Requirements: Give the lines below as a JSON list of strings, one string per line with blank lines omitted, covering only the span from the line containing "Where can the pale" through the final line.

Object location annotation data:
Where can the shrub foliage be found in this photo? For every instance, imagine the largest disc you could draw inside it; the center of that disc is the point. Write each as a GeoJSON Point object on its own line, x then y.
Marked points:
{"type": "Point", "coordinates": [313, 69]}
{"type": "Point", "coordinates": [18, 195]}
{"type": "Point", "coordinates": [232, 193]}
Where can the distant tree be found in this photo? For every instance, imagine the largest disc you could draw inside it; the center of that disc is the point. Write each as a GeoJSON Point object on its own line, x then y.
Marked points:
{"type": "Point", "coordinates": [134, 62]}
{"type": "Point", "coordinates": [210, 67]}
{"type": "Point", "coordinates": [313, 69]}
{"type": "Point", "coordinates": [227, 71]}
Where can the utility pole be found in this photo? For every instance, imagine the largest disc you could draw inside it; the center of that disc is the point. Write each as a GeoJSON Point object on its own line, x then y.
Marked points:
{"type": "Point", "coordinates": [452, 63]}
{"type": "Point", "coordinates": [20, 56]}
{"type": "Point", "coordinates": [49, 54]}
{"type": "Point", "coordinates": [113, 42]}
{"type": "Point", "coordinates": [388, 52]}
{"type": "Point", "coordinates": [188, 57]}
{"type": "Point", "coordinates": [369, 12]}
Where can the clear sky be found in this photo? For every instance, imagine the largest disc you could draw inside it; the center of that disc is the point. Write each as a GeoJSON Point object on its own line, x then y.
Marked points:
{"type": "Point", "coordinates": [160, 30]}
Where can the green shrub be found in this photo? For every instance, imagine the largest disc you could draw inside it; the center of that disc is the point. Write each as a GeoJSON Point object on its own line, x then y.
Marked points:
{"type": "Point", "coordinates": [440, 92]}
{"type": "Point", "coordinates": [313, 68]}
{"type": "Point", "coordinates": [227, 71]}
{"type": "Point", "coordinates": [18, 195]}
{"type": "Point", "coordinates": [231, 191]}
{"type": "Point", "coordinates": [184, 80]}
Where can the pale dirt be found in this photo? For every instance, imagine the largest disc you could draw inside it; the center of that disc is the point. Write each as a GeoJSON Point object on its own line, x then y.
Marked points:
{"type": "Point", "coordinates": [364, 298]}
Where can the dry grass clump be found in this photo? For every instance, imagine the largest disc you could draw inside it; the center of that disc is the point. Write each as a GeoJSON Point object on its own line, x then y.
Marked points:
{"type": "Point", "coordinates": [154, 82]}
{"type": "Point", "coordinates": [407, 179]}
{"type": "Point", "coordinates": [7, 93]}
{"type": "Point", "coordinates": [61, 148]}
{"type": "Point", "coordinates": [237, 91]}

Correct response:
[
  "Where can the pale dirt be found in this photo? For every instance, imagine the largest disc you could draw inside it; the center of that disc is the point. Write each as a GeoJSON Point object on its own line, x then y.",
  "Marked points:",
  "{\"type\": \"Point\", \"coordinates\": [364, 298]}",
  "Where can the dry grass clump be found in this photo? For every instance, imagine the largest disc you could draw inside it; the center of that disc is the point. Write each as a GeoJSON Point object on its own line, x then y.",
  "Marked points:",
  "{\"type\": \"Point\", \"coordinates\": [154, 82]}",
  "{\"type\": \"Point\", \"coordinates\": [407, 179]}",
  "{\"type\": \"Point\", \"coordinates\": [7, 93]}",
  "{\"type\": \"Point\", \"coordinates\": [61, 148]}",
  "{\"type\": \"Point\", \"coordinates\": [237, 91]}"
]